● **Required task 1**
Reproduce the records verbatim, beginning at the first line of the records and ending after the line that contains "M493 549L557 569L647".

Regulatory Change Poised to Ignite Insurance Adoption of Fixed Income ETFs

Under the new guidelines for New York insurers, shares of certain fixed income ETFs can receive bond-like capital treatment. The new regulatory stance has the potential to accelerate insurers’ adoption of fixed income ETFs.

Adoption of fixed income ETFs by insurance companies is poised to accelerate following a rule change by the New York Department of Financial Services. The new regulation treats the shares of certain fixed income ETFs in a manner similar to bonds for the purpose of an insurer’s risk-based capital report. Insurers generally hold significantly less risk-based capital against debt than equity securities.

According to the new guidelines, an ETF can receive bond-like capital treatment if it meets certain criteria, including:

  1. The portfolio of the ETF consists of investments in fixed income securities, cash, and cash equivalents;
  2. The ETF tracks a bond index (i.e., is not actively managed) and makes publicly available no less frequently than monthly a detailed list of its holdings;
  3. The ETF has a minimum of $1 billion in AUM;
  4. The ETF allows in-kind redemptions;
  5. The ETF is registered pursuant to the Investment Company Act of 1940, 15 U.S.C. §§ 80a-1 – 80a-64;
  6. The ETF is rated by a nationally recognized statistical rating organization;
  7. The ETF is identified as qualifying for bond treatment by the Purposes and Procedures Manual of the NAIC Investment Analysis Office and has a preliminary or final NAIC Standard Valuation Office designation.

In light of the ratings standard (#6 above), our team has worked expeditiously to secure ratings for many SPDR® fixed income ETFs. Today, 19 of our fixed income ETFs meet the New York regulatory criteria. You can see the full SPDR ETF line-up here, along with NAIC designations and ratings where applicable.

Along with other major industry participants, SPDR provided input to the New York Department of Financial Services on the regulatory change, and we applaud the Department’s approach. In our view, it strikes an appropriate balance of providing New York insurers the certainty and clarity necessary to allow them to treat reserve investments in certain fixed income ETFs as investments in bonds rather than as equities while also imposing high thresholds of eligibility criteria that ensure robust investor protections, transparency, and access to liquidity.

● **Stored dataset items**
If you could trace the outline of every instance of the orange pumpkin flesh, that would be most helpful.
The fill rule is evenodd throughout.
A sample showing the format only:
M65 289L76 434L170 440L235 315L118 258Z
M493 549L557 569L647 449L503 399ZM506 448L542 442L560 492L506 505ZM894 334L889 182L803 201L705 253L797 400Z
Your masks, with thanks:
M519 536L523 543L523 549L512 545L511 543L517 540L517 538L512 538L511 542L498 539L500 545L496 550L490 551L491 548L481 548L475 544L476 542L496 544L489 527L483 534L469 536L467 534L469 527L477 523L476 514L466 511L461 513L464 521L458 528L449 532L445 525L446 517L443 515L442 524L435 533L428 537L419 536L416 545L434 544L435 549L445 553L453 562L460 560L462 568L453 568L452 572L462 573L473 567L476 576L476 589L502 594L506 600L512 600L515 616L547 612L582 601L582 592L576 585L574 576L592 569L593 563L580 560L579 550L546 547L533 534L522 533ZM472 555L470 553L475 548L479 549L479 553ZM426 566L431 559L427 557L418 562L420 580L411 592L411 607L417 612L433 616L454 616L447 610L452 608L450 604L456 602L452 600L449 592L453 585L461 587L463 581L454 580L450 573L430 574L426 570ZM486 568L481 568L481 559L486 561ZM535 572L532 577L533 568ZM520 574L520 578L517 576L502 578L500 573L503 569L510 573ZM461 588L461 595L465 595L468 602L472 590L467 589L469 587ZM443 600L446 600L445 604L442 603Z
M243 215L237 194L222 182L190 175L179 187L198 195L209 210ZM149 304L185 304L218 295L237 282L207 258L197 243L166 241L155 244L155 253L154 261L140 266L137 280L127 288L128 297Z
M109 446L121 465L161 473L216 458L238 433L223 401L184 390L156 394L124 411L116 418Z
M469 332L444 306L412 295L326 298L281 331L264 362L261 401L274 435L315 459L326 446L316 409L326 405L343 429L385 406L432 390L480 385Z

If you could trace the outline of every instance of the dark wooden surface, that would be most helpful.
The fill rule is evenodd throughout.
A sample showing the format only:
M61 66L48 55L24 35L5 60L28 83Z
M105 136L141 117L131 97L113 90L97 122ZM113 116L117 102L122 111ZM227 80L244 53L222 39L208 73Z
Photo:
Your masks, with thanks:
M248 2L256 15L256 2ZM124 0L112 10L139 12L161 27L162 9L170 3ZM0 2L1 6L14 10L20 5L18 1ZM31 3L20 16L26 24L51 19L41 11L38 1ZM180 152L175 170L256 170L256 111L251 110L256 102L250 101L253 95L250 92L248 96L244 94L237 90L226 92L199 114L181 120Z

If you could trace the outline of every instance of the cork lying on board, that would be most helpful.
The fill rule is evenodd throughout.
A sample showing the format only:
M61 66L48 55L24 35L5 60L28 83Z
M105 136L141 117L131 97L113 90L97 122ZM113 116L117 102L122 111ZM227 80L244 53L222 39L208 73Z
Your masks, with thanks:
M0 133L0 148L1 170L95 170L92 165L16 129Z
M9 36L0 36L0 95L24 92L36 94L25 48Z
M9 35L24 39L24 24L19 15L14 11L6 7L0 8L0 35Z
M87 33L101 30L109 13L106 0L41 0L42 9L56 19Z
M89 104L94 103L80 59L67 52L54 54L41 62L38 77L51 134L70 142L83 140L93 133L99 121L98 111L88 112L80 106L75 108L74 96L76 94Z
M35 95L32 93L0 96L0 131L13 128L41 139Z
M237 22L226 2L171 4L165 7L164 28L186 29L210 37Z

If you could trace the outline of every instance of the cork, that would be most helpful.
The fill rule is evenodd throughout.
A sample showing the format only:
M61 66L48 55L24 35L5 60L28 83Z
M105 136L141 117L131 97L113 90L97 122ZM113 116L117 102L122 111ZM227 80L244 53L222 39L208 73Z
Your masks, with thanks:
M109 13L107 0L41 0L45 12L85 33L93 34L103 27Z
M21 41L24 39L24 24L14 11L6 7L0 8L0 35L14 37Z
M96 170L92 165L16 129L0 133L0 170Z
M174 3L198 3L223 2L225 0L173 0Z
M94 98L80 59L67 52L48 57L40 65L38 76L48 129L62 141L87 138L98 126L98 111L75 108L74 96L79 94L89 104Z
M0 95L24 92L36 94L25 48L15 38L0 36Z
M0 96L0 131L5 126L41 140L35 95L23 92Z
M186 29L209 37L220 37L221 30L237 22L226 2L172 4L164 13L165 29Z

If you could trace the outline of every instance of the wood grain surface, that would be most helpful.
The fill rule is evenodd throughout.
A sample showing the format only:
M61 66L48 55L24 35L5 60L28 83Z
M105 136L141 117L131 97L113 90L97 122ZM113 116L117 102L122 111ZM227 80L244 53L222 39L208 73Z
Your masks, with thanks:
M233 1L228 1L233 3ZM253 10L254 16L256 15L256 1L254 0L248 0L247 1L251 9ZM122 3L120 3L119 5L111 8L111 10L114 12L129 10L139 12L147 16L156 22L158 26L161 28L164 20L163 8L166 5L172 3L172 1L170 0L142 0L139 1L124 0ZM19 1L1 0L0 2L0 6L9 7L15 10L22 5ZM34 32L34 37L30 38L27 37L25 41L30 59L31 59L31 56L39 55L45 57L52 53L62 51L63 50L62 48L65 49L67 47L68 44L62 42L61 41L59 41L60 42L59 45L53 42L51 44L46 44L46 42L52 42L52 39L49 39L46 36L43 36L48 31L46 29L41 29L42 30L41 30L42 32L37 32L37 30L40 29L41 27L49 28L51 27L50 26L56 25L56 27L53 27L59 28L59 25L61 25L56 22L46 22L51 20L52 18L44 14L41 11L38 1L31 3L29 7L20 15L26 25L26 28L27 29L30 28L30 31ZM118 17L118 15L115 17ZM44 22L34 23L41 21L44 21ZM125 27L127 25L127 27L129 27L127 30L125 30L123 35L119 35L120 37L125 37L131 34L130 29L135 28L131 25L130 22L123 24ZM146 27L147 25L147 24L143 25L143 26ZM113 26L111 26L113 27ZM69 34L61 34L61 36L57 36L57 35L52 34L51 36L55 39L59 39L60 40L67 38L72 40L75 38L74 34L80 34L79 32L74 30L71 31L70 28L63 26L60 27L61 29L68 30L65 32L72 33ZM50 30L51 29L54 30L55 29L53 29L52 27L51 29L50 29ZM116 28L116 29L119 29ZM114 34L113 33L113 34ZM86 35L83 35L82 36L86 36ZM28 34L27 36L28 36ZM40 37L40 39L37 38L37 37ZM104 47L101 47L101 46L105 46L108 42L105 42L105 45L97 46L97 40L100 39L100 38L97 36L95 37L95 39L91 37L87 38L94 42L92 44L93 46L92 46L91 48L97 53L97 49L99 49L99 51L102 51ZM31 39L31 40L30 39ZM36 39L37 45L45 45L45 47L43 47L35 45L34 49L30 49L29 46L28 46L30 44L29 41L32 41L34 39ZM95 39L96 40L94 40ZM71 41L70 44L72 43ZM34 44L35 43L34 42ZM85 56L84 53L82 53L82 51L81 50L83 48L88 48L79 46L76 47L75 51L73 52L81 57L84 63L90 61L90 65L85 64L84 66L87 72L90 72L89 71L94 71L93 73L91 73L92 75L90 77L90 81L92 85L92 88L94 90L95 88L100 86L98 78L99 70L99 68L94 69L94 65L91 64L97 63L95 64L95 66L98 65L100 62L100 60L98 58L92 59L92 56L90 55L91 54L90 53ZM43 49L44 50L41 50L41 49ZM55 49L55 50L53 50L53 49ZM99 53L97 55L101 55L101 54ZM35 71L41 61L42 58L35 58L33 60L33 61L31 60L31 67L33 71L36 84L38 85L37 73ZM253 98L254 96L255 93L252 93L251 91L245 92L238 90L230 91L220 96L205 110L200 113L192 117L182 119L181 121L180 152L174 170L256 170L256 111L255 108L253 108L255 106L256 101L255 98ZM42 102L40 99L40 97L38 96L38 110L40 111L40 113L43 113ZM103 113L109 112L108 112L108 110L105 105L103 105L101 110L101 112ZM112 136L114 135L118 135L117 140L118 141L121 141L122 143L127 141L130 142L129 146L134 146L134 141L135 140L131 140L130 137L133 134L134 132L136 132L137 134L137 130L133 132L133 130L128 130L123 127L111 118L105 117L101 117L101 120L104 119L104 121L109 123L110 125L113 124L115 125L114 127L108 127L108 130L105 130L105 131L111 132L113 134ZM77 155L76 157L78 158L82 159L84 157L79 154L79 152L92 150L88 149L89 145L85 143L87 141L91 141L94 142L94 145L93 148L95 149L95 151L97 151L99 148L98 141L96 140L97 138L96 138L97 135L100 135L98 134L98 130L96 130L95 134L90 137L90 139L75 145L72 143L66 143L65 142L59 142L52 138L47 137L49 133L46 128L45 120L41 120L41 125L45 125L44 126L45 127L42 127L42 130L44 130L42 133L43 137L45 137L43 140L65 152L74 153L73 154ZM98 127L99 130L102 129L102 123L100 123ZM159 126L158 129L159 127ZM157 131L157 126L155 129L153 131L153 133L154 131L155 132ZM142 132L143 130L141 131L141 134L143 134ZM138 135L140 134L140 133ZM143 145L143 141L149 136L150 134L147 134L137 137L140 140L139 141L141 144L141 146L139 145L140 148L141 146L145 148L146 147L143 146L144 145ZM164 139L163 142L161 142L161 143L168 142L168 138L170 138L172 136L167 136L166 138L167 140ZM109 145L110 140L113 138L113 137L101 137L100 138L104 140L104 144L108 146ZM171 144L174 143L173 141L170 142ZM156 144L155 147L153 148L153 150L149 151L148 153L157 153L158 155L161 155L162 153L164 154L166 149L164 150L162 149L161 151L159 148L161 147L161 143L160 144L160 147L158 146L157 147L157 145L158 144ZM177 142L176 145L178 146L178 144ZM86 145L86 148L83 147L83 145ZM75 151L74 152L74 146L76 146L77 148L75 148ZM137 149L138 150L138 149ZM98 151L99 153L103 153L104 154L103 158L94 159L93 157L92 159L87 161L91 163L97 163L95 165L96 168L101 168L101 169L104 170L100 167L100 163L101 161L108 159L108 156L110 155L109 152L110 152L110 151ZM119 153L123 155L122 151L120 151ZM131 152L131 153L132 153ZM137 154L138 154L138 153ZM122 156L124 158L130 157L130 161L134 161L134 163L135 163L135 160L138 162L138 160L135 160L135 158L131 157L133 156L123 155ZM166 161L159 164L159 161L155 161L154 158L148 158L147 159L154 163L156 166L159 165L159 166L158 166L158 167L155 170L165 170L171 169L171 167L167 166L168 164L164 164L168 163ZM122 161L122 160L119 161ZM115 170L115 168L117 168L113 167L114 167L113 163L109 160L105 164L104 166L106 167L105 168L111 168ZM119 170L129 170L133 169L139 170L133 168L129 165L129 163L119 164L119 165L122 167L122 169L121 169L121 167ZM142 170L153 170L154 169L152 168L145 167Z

● **Required task 2**
Using the article on insurers and fixed income ETFs, answer the following:
(a) What is the minimum amount of AUM an ETF must have to qualify?
(b) How many of the SPDR fixed income ETFs meet the New York regulatory criteria today?
(c) Which body made the rule change?

● **Reply 1**
If you could trace the outline of every instance of the orange pumpkin flesh, that would be most helpful.
The fill rule is evenodd throughout.
A sample showing the format only:
M65 289L76 434L170 440L235 315L118 258Z
M493 549L557 569L647 449L503 399ZM506 448L542 442L560 492L506 505ZM894 334L889 182L803 201L705 253L797 400Z

● **Reply 2**
(a) $1 billion
(b) 19
(c) The New York Department of Financial Services